[Document section]
New sub-section here; modularity is a key open source software technique, enabled by low-friction licensing. Are we seeing it in ML?
- The HuggingFace team has published a paper demonstrating the chaining of multiple models to create powerful outcomes. This may end up being an alternative (or complement) to specialized training.
- Langchain, an open source toolchain for interacting with LLMs, continues to be very actively developed, including rapidly implementing techniques from academic papers. One to keep an eye on.
In this section: ML is going to change open—not just how we understand it, but how we practice it.
Creating new things
New unquestionably open models continue to proliferate. From the past few weeks:
- MIT licensed text to image model
- instruction-tuned open text LLM based on MIT-licensed EleutherAI Pythia
- FB image segmentation model
And data sets too. This week it is Red Pajamas, a new data set explicitly aimed at duplicating the Facebook LLaMA data set, so that others can reproduce the LLaMA model. Note that funding is a mix of academic, government, and startup, suggesting that the “everyone finds something” economic model of open source software will have at least some applicability in open(ish) ML.
- David Widder and Dawn Nafus interviewed developers and wrote a paper on how those developers think about (or don’t think about) accountability. The key, they find, is modularity. By treating pieces of software as just one step in a long software supply chain, we effectively always say “ethics is someone else’s problem”. The paper is about AI, but a good summary of a literature that applies to traditional open source as well.
- This history of how academic computer science started to grapple with ethics in its curriculum is good (if too short!) It surfaces critiques that parallel Widder and Nafus—specifically, that much ethics education focuses on the individual’s role in a way that elides institutional responsibility.

[Supplied records]
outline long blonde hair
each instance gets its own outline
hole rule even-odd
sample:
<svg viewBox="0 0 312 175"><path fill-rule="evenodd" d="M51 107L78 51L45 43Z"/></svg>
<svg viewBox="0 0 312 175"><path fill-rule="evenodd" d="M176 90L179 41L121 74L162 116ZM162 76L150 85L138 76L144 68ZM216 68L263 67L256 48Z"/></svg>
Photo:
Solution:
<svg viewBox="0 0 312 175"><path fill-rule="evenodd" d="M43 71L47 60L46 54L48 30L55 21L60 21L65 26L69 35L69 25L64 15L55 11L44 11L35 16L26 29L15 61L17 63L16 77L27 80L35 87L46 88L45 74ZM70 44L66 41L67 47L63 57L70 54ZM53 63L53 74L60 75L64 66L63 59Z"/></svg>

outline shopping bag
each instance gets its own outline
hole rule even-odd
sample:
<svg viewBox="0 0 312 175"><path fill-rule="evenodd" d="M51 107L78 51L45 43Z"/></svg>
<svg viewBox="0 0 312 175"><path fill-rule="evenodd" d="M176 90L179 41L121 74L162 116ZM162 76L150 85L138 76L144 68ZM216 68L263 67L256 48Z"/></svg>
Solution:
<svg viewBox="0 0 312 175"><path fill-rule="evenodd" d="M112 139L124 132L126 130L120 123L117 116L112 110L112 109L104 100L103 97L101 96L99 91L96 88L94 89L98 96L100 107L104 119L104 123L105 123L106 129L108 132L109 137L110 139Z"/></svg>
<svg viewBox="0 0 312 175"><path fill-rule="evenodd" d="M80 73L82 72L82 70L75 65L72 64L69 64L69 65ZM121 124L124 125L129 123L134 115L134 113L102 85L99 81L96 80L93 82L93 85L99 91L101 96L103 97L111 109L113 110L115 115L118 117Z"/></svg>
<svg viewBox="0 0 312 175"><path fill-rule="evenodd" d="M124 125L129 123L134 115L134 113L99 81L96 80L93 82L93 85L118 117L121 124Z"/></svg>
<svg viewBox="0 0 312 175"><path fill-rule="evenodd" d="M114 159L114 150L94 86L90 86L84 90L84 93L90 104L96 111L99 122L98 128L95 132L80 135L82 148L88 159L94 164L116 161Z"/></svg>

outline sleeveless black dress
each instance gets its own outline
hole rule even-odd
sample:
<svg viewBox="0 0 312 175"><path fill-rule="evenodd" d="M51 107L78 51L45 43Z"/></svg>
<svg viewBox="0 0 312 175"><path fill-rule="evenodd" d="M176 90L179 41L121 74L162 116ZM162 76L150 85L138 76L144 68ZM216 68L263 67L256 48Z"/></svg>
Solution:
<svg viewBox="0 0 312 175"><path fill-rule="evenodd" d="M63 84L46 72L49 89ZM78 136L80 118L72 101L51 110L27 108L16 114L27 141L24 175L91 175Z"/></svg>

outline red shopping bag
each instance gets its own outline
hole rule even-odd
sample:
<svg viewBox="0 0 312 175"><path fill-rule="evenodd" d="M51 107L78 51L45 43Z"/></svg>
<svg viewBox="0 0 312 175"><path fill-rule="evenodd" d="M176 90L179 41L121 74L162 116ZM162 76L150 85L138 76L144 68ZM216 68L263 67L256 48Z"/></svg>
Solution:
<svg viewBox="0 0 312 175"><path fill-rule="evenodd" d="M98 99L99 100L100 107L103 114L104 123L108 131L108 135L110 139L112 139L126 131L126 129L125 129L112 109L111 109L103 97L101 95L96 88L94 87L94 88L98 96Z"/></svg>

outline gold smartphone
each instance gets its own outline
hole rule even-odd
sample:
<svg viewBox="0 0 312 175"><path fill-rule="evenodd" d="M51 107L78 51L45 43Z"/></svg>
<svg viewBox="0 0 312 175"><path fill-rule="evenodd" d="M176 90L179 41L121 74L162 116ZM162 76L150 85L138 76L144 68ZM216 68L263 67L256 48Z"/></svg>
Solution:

[Work order 1] In the text on open source and machine learning, what is the Red Pajamas data set explicitly aimed at duplicating?
[Work order 2] Reproduce the passage of the text on open source and machine learning from "New sub-section here;" up to and including "keep an eye on.".
[Work order 3] Translate this sentence from the text on open source and machine learning into Spanish: "New unquestionably open models continue to proliferate."
The material can be left aside; nothing here depends on it.

[Written response 1] The Facebook LLaMA data set.

[Written response 2]
New sub-section here; modularity is a key open source software technique, enabled by low-friction licensing. Are we seeing it in ML?
- The HuggingFace team has published a paper demonstrating the chaining of multiple models to create powerful outcomes. This may end up being an alternative (or complement) to specialized training.
- Langchain, an open source toolchain for interacting with LLMs, continues to be very actively developed, including rapidly implementing techniques from academic papers. One to keep an eye on.

[Written response 3] Siguen proliferando nuevos modelos indiscutiblemente abiertos.